TEXT EXCERPT ▸
*-*-*
Was the accident reported timely?
The question would appear to be quite simple, but in most cases, if you
are questioning whether the accident was reported timely then the facts
of that case may not be that simple.
According to Section 440.185,
Florida Statutes, requires a claimant to report a workplace injury within 30 days of when
he/she knew or should have known that his/her injury was caused by workplace
activities.
If a claimant reports a workplace injury within the designated time frame
to the employer and the injury was caused by the workplace activities,
then essentially this was reported timely. However, there are always exceptions
to the above Florida Statute 440.185, which include:
- The employer or the employer’s agent had actual knowledge of the injury;
- The cause of the injury could not be identified without a medical opinion
and the employee advised the employer within thirty days of receiving
such an opinion;
- The employer did not put its employees on notice it had opted out of coverage
as required by Florida Statute 440.055. or
- Exceptional circumstances to justify such a failure.
Regarding the first exception, if the employer had actual knowledge of
a claimant becoming injured within the 30 days of the date of accident,
but the carrier does not learn of it until after that 30 day time period,
the accident would still be considered reported timely.
*-*-*
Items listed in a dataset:
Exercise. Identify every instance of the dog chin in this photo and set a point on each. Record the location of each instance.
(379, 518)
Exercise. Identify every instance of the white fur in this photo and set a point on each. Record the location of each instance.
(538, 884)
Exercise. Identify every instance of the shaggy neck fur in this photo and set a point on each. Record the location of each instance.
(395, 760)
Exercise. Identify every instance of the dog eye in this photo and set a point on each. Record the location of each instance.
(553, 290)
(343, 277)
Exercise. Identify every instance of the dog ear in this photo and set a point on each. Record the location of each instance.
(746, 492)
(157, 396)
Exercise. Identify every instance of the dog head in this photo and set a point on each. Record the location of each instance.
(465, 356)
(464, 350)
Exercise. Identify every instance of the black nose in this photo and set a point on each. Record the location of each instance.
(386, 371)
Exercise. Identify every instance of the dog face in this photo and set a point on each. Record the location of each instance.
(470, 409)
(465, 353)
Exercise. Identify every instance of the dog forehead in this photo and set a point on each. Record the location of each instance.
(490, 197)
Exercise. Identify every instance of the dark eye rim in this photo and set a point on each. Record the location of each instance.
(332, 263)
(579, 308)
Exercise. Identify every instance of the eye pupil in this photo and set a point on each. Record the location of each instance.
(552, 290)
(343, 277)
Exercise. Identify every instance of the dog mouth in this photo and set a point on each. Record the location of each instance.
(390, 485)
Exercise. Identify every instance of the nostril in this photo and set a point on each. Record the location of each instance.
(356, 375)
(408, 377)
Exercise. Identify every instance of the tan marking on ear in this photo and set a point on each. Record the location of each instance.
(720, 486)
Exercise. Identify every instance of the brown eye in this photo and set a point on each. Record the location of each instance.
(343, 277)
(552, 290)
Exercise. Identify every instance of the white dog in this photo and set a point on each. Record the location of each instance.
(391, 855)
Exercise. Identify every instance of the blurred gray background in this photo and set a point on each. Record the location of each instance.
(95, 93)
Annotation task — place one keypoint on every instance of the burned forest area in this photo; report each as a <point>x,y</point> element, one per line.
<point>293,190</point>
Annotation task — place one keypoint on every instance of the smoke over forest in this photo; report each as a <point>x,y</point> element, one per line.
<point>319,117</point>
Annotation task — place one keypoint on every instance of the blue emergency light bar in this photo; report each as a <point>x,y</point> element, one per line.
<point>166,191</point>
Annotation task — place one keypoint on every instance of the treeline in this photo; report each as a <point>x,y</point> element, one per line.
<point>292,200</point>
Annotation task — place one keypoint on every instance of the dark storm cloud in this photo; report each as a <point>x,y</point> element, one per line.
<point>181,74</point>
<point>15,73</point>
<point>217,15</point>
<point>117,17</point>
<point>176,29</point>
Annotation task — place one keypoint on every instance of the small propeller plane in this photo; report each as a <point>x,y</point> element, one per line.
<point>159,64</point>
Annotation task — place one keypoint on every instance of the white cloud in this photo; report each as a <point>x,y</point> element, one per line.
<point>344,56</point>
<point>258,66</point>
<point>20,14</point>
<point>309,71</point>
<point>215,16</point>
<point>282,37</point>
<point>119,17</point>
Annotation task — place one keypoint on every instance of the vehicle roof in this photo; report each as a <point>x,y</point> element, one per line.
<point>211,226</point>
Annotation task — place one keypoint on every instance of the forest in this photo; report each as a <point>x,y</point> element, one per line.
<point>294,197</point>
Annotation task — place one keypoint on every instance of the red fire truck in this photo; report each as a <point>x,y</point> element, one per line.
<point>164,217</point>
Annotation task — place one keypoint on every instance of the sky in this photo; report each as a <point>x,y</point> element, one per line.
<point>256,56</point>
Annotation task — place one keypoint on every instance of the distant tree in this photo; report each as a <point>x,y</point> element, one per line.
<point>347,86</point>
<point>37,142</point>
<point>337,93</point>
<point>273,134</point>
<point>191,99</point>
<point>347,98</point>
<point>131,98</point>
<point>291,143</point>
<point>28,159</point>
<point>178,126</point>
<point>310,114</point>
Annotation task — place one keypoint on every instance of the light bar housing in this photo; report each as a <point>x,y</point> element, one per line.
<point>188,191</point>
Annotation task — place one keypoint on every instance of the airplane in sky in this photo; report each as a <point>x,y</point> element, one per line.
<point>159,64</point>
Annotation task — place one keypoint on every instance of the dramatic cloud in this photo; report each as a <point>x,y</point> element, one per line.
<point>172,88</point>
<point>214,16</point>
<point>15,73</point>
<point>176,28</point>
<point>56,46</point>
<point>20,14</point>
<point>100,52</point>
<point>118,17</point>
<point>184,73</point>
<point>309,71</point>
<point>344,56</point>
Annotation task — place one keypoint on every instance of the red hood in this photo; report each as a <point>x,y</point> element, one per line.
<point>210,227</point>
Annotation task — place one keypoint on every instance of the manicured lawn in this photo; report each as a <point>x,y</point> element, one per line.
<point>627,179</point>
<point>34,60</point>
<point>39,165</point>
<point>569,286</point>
*-*-*
TO DO ▸
1. Answer these questions from the text on reporting workplace injuries:
(a) Within how many days must a claimant report a workplace injury?
(b) Which Florida Statute requires an employer to notify its employees that it has opted out of coverage?
(c) How is the accident treated when the employer knew of the injury within the 30 days but the carrier learned of it only later?
2. Translate this sentence from the text on reporting workplace injuries into Spanish: "Regarding the first exception, if the employer had actual knowledge of a claimant becoming injured within the 30 days of the date of accident, but the carrier does not learn of it until after that 30 day time period, the accident would still be considered reported timely."
3. Proceed with the text on reporting workplace injuries, picking up right after its last sentence.

RESULTS OF THE EXERCISE ▸
1.
(a) Within 30 days of when the claimant knew or should have known that the injury was caused by workplace activities.
(b) Florida Statute 440.055.
(c) It would still be considered reported timely.

2. En cuanto a la primera excepción, si el empleador tuvo conocimiento real de que un reclamante se lesionó dentro de los 30 días siguientes a la fecha del accidente, pero la aseguradora no se entera de ello sino hasta después de ese plazo de 30 días, el accidente se seguiría considerando notificado a tiempo.

3.
Regarding the second exception, this typically arises when the claimant
does not have a noticeable injury and not until the claimant obtains some
type of medical opinion about the cause of injury. However, keep in mind
even if the claimant then reports it within 30 days of obtaining a medical
opinion, there possibly could be other defenses an employer or carrier
could assert if that workplace injury seems questionable.
The third exception is straightforward in that an employer who opts out
of coverage in accordance with applicable Florida Statutes must put the
employees and other persons performing services for that employer on notice
of their lack of entitlement to benefits under Chapter 440 by posting
a clear written notice at each worksite of that employer.
And the fourth exception, essentially comes down to the specific facts
of that particular case to see if the claimant was justified in his/her
failure to report it within the time period allowed.
When you start to inquire further, then investigating the facts of a case
is crucial to make the determination whether any of the above 4 exceptions
could be applied to determine if that claimant timely reported a workplace injury.